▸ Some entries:
━━━━━━

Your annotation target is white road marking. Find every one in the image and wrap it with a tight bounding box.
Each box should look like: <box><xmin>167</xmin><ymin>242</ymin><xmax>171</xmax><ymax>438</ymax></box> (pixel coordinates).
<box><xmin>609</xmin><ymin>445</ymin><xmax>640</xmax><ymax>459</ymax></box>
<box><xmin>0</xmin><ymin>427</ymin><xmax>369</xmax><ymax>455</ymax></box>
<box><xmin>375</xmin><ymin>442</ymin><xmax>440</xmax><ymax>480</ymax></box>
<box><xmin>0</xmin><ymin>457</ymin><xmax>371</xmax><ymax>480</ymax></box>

━━━━━━

▸ What the task asks: Copy out every line of the entries above word for word, with nothing changed.

▸ Exercise response:
Your annotation target is white road marking. Find every one in the image and wrap it with a tight bounding box.
Each box should look like: <box><xmin>167</xmin><ymin>242</ymin><xmax>171</xmax><ymax>438</ymax></box> (pixel coordinates).
<box><xmin>609</xmin><ymin>445</ymin><xmax>640</xmax><ymax>459</ymax></box>
<box><xmin>0</xmin><ymin>427</ymin><xmax>369</xmax><ymax>455</ymax></box>
<box><xmin>375</xmin><ymin>442</ymin><xmax>440</xmax><ymax>480</ymax></box>
<box><xmin>0</xmin><ymin>457</ymin><xmax>371</xmax><ymax>480</ymax></box>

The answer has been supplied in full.